◆ **Directions**
Copy out each line below that contains the word "garnish".

◆ **Listing**
☆ ☆ ☆ ☆ ☆

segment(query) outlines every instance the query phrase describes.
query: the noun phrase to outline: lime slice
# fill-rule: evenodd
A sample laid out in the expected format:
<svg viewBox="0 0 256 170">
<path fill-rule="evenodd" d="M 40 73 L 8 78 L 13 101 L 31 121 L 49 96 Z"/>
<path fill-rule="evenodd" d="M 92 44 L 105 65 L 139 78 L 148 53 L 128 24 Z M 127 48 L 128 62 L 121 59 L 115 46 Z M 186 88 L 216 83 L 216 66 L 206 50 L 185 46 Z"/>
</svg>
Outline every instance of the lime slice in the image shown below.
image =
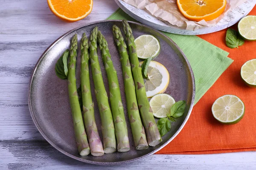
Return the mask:
<svg viewBox="0 0 256 170">
<path fill-rule="evenodd" d="M 238 97 L 224 95 L 213 103 L 212 112 L 214 118 L 224 124 L 235 124 L 243 118 L 244 105 Z"/>
<path fill-rule="evenodd" d="M 175 103 L 175 100 L 167 94 L 159 94 L 154 96 L 149 101 L 154 116 L 157 118 L 166 117 L 170 113 L 171 108 Z"/>
<path fill-rule="evenodd" d="M 141 65 L 143 62 L 140 63 Z M 166 68 L 162 64 L 151 61 L 147 71 L 148 78 L 144 79 L 147 97 L 150 98 L 163 93 L 168 87 L 170 76 Z"/>
<path fill-rule="evenodd" d="M 241 68 L 241 77 L 249 87 L 256 87 L 256 59 L 245 62 Z"/>
<path fill-rule="evenodd" d="M 134 40 L 138 57 L 146 59 L 152 56 L 155 57 L 160 51 L 160 44 L 157 39 L 150 35 L 143 35 Z"/>
<path fill-rule="evenodd" d="M 244 39 L 256 40 L 256 16 L 248 15 L 242 18 L 238 23 L 238 31 Z"/>
</svg>

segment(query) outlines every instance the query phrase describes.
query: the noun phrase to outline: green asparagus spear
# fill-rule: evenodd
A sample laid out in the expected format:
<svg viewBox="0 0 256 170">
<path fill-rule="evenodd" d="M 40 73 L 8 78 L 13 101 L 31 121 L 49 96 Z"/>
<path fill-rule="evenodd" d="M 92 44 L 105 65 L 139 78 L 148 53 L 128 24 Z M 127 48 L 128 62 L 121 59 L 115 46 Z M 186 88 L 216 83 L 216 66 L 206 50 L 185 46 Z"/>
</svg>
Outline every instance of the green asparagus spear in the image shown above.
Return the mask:
<svg viewBox="0 0 256 170">
<path fill-rule="evenodd" d="M 85 33 L 81 39 L 81 82 L 83 100 L 83 111 L 86 133 L 88 135 L 91 153 L 95 156 L 104 154 L 103 147 L 96 125 L 93 102 L 92 99 L 89 73 L 89 41 Z"/>
<path fill-rule="evenodd" d="M 113 118 L 107 92 L 104 86 L 97 54 L 97 36 L 98 28 L 95 27 L 90 36 L 89 56 L 90 59 L 93 79 L 94 83 L 95 94 L 98 102 L 102 122 L 103 135 L 104 152 L 111 153 L 116 150 L 116 144 Z"/>
<path fill-rule="evenodd" d="M 70 61 L 68 64 L 67 74 L 68 93 L 78 151 L 81 156 L 85 156 L 90 153 L 90 149 L 84 127 L 82 113 L 76 91 L 76 62 L 77 50 L 77 37 L 76 34 L 71 40 L 70 45 Z"/>
<path fill-rule="evenodd" d="M 115 125 L 117 150 L 121 152 L 127 152 L 130 150 L 130 144 L 116 71 L 111 60 L 108 42 L 100 31 L 98 32 L 98 42 L 108 80 L 110 103 Z"/>
<path fill-rule="evenodd" d="M 142 125 L 137 105 L 135 87 L 131 71 L 129 57 L 126 51 L 126 45 L 124 41 L 124 38 L 119 28 L 114 25 L 113 31 L 114 39 L 121 56 L 128 116 L 135 147 L 138 150 L 148 149 L 148 145 L 147 142 L 146 135 Z"/>
<path fill-rule="evenodd" d="M 131 65 L 131 71 L 135 84 L 136 96 L 139 109 L 145 128 L 148 145 L 155 146 L 162 141 L 162 139 L 153 115 L 153 111 L 149 105 L 146 94 L 144 80 L 140 66 L 139 60 L 134 43 L 134 38 L 131 29 L 127 21 L 123 20 L 123 29 L 125 34 L 129 50 L 129 56 Z"/>
</svg>

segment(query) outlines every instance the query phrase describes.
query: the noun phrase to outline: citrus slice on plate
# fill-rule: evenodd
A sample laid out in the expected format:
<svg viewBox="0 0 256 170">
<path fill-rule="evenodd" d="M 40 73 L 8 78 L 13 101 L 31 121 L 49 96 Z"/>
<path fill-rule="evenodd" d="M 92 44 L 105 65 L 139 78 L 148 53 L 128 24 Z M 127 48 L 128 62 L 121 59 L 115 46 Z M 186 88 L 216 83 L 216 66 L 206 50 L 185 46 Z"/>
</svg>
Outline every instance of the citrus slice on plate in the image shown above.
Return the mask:
<svg viewBox="0 0 256 170">
<path fill-rule="evenodd" d="M 166 117 L 167 113 L 170 112 L 171 108 L 175 103 L 174 99 L 167 94 L 157 94 L 149 101 L 153 114 L 157 118 Z"/>
<path fill-rule="evenodd" d="M 214 118 L 221 123 L 235 124 L 243 118 L 244 114 L 244 105 L 236 96 L 224 95 L 214 102 L 212 111 Z"/>
<path fill-rule="evenodd" d="M 256 40 L 256 16 L 249 15 L 242 18 L 238 23 L 238 31 L 244 39 Z"/>
<path fill-rule="evenodd" d="M 177 0 L 181 14 L 194 21 L 207 21 L 218 17 L 225 10 L 226 4 L 226 0 Z"/>
<path fill-rule="evenodd" d="M 143 62 L 140 62 L 141 65 Z M 151 61 L 147 71 L 148 78 L 144 79 L 148 98 L 163 93 L 168 87 L 170 76 L 166 68 L 162 64 Z"/>
<path fill-rule="evenodd" d="M 247 85 L 256 87 L 256 59 L 246 62 L 241 68 L 241 74 Z"/>
<path fill-rule="evenodd" d="M 151 35 L 142 35 L 134 40 L 138 57 L 146 59 L 152 56 L 155 57 L 160 51 L 160 44 L 157 39 Z"/>
<path fill-rule="evenodd" d="M 54 15 L 69 22 L 84 18 L 93 9 L 93 0 L 47 0 L 47 2 Z"/>
</svg>

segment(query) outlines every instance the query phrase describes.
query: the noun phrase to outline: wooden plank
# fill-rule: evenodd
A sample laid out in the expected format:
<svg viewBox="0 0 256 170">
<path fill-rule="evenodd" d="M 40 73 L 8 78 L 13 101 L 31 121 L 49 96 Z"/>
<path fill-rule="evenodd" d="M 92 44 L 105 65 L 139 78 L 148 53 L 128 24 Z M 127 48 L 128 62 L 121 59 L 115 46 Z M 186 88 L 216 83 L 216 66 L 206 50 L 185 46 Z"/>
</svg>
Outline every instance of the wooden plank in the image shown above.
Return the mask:
<svg viewBox="0 0 256 170">
<path fill-rule="evenodd" d="M 102 166 L 73 159 L 44 140 L 0 141 L 0 169 L 10 170 L 253 170 L 256 152 L 215 155 L 153 155 L 120 165 Z M 4 155 L 4 156 L 3 156 Z M 4 164 L 1 163 L 4 162 Z M 167 169 L 168 168 L 168 169 Z"/>
</svg>

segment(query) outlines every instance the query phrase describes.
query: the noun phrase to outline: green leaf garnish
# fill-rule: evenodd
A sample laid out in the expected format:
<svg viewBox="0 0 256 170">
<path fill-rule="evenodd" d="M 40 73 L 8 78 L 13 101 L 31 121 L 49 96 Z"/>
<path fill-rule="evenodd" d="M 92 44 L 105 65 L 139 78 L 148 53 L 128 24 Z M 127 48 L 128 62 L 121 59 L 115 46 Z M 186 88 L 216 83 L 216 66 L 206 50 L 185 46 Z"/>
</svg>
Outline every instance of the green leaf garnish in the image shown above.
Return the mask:
<svg viewBox="0 0 256 170">
<path fill-rule="evenodd" d="M 226 44 L 231 48 L 238 48 L 239 46 L 242 45 L 244 40 L 239 35 L 237 31 L 233 29 L 228 28 L 226 34 Z"/>
<path fill-rule="evenodd" d="M 79 101 L 79 104 L 80 106 L 81 111 L 83 111 L 83 99 L 82 98 L 82 91 L 81 90 L 81 86 L 80 86 L 77 90 L 77 94 L 78 95 L 78 100 Z"/>
<path fill-rule="evenodd" d="M 141 71 L 142 72 L 142 76 L 144 79 L 148 78 L 148 68 L 149 65 L 149 63 L 152 60 L 152 56 L 150 57 L 149 58 L 148 58 L 143 62 L 143 63 L 141 65 Z"/>
<path fill-rule="evenodd" d="M 172 106 L 170 113 L 167 114 L 167 116 L 175 118 L 180 117 L 185 112 L 185 108 L 186 102 L 185 101 L 181 100 L 177 102 Z"/>
<path fill-rule="evenodd" d="M 60 79 L 67 79 L 67 58 L 69 53 L 69 50 L 66 50 L 55 65 L 55 73 Z"/>
<path fill-rule="evenodd" d="M 161 136 L 166 134 L 171 130 L 172 125 L 168 118 L 161 118 L 157 121 L 157 128 Z"/>
</svg>

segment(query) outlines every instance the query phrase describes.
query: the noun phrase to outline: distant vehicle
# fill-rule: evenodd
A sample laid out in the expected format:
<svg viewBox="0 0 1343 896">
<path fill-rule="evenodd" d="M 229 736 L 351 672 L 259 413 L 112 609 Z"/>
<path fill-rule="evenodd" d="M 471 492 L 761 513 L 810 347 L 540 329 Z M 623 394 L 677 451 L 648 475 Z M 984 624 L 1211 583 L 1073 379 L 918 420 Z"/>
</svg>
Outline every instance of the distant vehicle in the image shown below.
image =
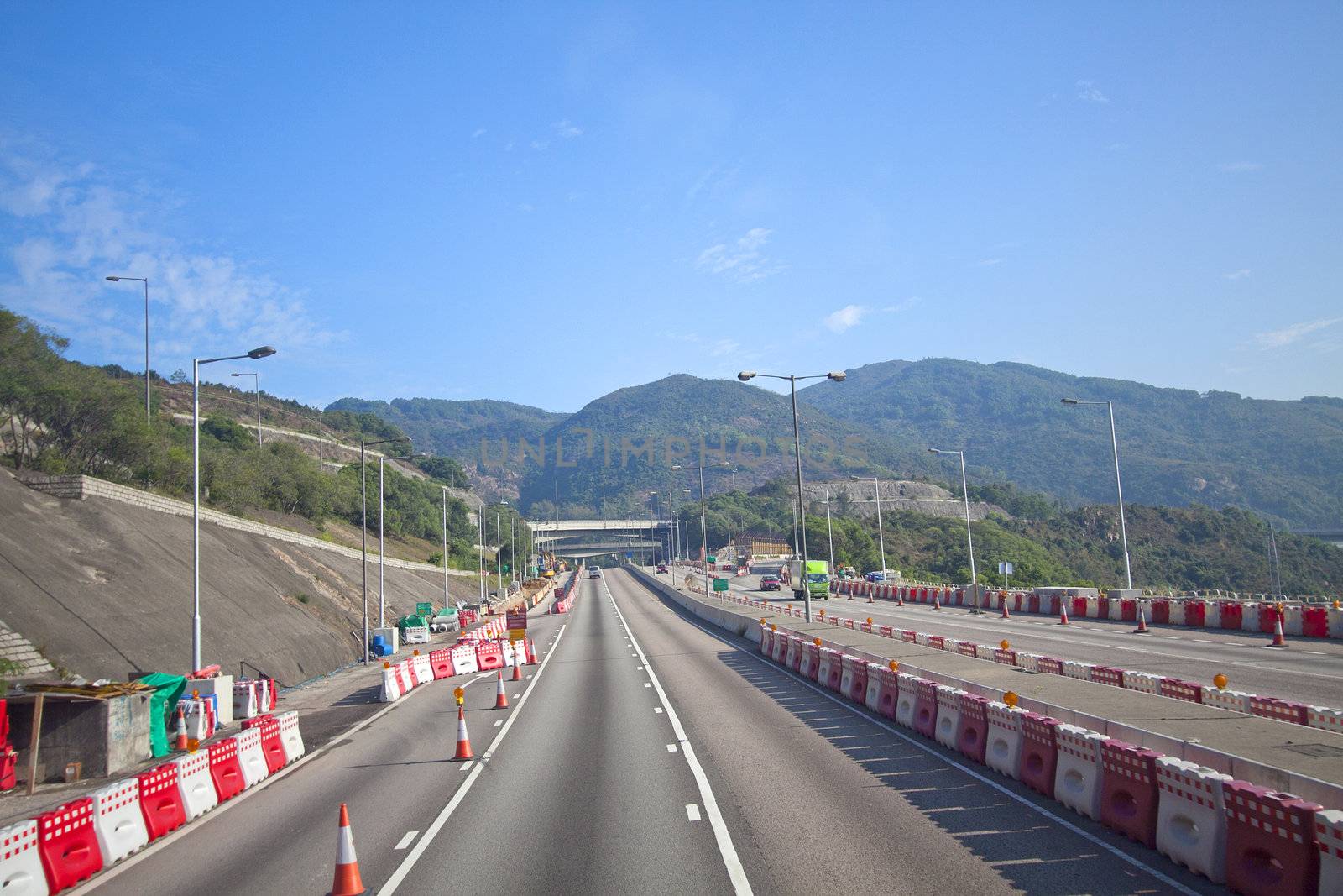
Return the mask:
<svg viewBox="0 0 1343 896">
<path fill-rule="evenodd" d="M 807 560 L 807 574 L 802 575 L 802 560 L 788 560 L 788 582 L 792 596 L 802 599 L 803 583 L 814 599 L 830 599 L 830 564 L 825 560 Z"/>
</svg>

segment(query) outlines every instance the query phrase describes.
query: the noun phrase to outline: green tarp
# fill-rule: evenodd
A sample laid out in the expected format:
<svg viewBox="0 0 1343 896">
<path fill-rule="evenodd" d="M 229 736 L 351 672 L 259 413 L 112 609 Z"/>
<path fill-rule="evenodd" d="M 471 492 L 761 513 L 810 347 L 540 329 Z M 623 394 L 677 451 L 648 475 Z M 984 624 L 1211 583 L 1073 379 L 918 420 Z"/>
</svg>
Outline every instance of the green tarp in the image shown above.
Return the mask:
<svg viewBox="0 0 1343 896">
<path fill-rule="evenodd" d="M 148 676 L 136 678 L 137 684 L 153 688 L 149 697 L 149 750 L 154 756 L 167 756 L 168 750 L 168 719 L 177 708 L 181 692 L 187 689 L 184 676 L 169 676 L 164 672 L 150 672 Z"/>
</svg>

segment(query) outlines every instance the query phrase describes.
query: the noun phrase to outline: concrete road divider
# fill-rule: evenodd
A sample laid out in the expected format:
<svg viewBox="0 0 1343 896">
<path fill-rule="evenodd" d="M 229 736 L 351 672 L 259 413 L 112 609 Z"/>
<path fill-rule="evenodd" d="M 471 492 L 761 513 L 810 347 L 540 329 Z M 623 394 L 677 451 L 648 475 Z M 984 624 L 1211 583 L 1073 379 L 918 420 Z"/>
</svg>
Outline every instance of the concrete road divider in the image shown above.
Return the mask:
<svg viewBox="0 0 1343 896">
<path fill-rule="evenodd" d="M 5 896 L 47 896 L 47 873 L 38 853 L 36 819 L 0 827 L 0 892 Z"/>
<path fill-rule="evenodd" d="M 140 809 L 140 780 L 124 778 L 93 793 L 93 830 L 103 866 L 120 862 L 149 844 Z"/>
<path fill-rule="evenodd" d="M 1105 736 L 1069 724 L 1060 724 L 1054 735 L 1058 743 L 1054 799 L 1073 811 L 1100 821 L 1100 744 Z"/>
</svg>

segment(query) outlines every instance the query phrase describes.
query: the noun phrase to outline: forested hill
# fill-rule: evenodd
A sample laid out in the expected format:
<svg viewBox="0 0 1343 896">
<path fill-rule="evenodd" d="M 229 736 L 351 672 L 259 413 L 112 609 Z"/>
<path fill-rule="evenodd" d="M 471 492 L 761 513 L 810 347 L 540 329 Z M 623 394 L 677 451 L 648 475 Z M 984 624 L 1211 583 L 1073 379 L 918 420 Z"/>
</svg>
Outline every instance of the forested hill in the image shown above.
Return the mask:
<svg viewBox="0 0 1343 896">
<path fill-rule="evenodd" d="M 1068 501 L 1113 500 L 1104 406 L 1060 403 L 1112 400 L 1125 498 L 1248 506 L 1296 527 L 1343 523 L 1335 398 L 1248 399 L 954 359 L 869 364 L 830 386 L 798 398 L 884 437 L 896 446 L 888 465 L 900 470 L 927 473 L 925 446 L 964 447 L 972 478 Z"/>
</svg>

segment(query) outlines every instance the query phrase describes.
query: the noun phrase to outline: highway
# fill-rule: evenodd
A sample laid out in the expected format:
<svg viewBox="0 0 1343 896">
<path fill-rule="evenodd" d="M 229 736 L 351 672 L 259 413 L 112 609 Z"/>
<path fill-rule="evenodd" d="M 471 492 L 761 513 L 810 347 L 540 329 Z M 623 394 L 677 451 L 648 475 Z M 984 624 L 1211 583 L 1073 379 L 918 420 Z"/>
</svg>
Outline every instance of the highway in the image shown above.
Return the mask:
<svg viewBox="0 0 1343 896">
<path fill-rule="evenodd" d="M 83 889 L 326 892 L 344 801 L 379 893 L 1221 892 L 626 571 L 580 594 L 530 622 L 545 653 L 509 709 L 493 676 L 467 689 L 469 766 L 434 682 Z"/>
<path fill-rule="evenodd" d="M 729 579 L 729 587 L 753 599 L 800 607 L 791 592 L 780 596 L 759 591 L 760 576 Z M 933 610 L 928 604 L 907 603 L 897 607 L 890 600 L 868 603 L 866 598 L 849 600 L 831 595 L 830 600 L 813 602 L 813 613 L 826 610 L 841 617 L 873 621 L 882 625 L 915 629 L 944 637 L 997 645 L 1002 639 L 1013 649 L 1061 660 L 1095 662 L 1136 672 L 1151 672 L 1201 684 L 1225 674 L 1234 690 L 1261 693 L 1285 700 L 1324 707 L 1343 704 L 1339 680 L 1343 676 L 1343 643 L 1322 638 L 1292 638 L 1284 649 L 1266 647 L 1269 635 L 1152 626 L 1146 635 L 1133 634 L 1132 622 L 1111 619 L 1069 619 L 1068 627 L 1053 617 L 1014 614 L 999 618 L 997 611 L 974 615 L 966 607 Z"/>
</svg>

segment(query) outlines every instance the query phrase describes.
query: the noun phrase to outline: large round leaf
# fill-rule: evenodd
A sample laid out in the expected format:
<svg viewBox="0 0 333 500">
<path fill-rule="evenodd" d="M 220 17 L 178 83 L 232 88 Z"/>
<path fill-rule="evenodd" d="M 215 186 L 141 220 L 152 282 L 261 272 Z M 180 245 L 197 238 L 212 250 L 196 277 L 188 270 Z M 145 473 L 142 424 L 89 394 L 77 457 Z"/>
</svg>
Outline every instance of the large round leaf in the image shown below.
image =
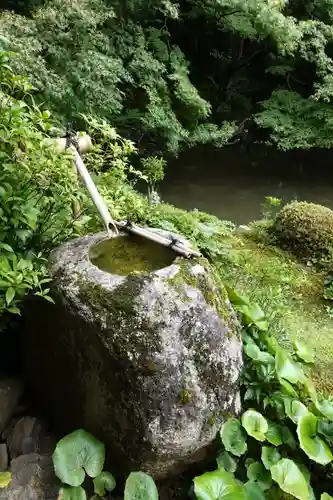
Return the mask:
<svg viewBox="0 0 333 500">
<path fill-rule="evenodd" d="M 261 461 L 266 469 L 271 469 L 281 459 L 281 455 L 276 448 L 263 446 L 261 450 Z"/>
<path fill-rule="evenodd" d="M 317 434 L 318 418 L 309 413 L 298 421 L 297 435 L 300 447 L 311 460 L 327 465 L 333 460 L 333 455 L 327 443 Z"/>
<path fill-rule="evenodd" d="M 87 494 L 81 486 L 61 488 L 58 500 L 87 500 Z"/>
<path fill-rule="evenodd" d="M 124 500 L 158 500 L 153 478 L 144 472 L 132 472 L 126 480 Z"/>
<path fill-rule="evenodd" d="M 245 500 L 243 485 L 222 469 L 194 478 L 194 492 L 197 500 Z"/>
<path fill-rule="evenodd" d="M 217 466 L 227 472 L 235 472 L 237 469 L 236 460 L 227 451 L 222 451 L 216 458 Z"/>
<path fill-rule="evenodd" d="M 295 399 L 285 399 L 284 407 L 287 416 L 295 423 L 299 421 L 304 415 L 309 415 L 307 407 Z"/>
<path fill-rule="evenodd" d="M 222 443 L 227 451 L 230 451 L 236 457 L 244 455 L 247 450 L 246 436 L 239 420 L 229 418 L 220 431 Z"/>
<path fill-rule="evenodd" d="M 271 468 L 272 478 L 281 490 L 299 500 L 309 499 L 309 488 L 305 477 L 295 462 L 283 458 Z"/>
<path fill-rule="evenodd" d="M 311 347 L 300 340 L 295 340 L 294 348 L 297 356 L 305 363 L 314 363 L 314 352 Z"/>
<path fill-rule="evenodd" d="M 79 429 L 58 442 L 52 458 L 57 477 L 70 486 L 80 486 L 85 472 L 90 477 L 102 472 L 105 447 L 91 434 Z"/>
<path fill-rule="evenodd" d="M 274 444 L 274 446 L 280 446 L 280 444 L 283 443 L 280 427 L 274 424 L 274 422 L 271 422 L 270 420 L 267 420 L 267 423 L 268 423 L 268 429 L 265 434 L 266 440 L 269 443 Z"/>
<path fill-rule="evenodd" d="M 242 425 L 249 436 L 257 441 L 265 441 L 265 434 L 268 431 L 268 422 L 255 410 L 247 410 L 242 416 Z"/>
<path fill-rule="evenodd" d="M 272 485 L 270 473 L 260 462 L 253 462 L 247 468 L 247 477 L 251 482 L 255 482 L 260 488 L 265 491 Z"/>
<path fill-rule="evenodd" d="M 104 497 L 106 491 L 113 491 L 116 487 L 116 481 L 110 472 L 103 471 L 94 479 L 94 491 L 100 497 Z"/>
<path fill-rule="evenodd" d="M 278 349 L 276 351 L 275 370 L 279 378 L 285 379 L 291 384 L 303 382 L 305 379 L 300 365 L 283 349 Z"/>
</svg>

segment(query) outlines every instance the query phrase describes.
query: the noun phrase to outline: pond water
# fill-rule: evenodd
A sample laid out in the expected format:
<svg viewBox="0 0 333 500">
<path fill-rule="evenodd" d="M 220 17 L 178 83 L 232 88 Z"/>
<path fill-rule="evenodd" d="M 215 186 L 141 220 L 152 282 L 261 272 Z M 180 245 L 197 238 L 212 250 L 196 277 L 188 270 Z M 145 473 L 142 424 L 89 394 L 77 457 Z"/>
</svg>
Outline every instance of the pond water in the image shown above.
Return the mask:
<svg viewBox="0 0 333 500">
<path fill-rule="evenodd" d="M 258 219 L 265 196 L 333 209 L 333 153 L 284 153 L 270 148 L 196 150 L 168 167 L 163 201 L 245 224 Z"/>
</svg>

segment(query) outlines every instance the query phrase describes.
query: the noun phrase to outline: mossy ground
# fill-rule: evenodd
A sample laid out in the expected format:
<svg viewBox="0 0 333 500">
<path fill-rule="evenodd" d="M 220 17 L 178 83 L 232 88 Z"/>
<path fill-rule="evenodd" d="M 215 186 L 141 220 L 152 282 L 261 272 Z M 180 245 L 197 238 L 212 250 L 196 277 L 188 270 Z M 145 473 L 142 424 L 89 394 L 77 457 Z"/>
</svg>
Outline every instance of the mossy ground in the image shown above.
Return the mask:
<svg viewBox="0 0 333 500">
<path fill-rule="evenodd" d="M 228 256 L 217 264 L 222 279 L 264 309 L 279 341 L 291 347 L 296 337 L 314 348 L 313 378 L 319 390 L 332 394 L 333 319 L 322 296 L 323 274 L 248 236 L 228 244 Z"/>
</svg>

☆ ☆ ☆ ☆ ☆

◆ **Solution to this problem**
query: the noun phrase to outline: green leaf garnish
Outline every instance of the green leaf garnish in the image shown above.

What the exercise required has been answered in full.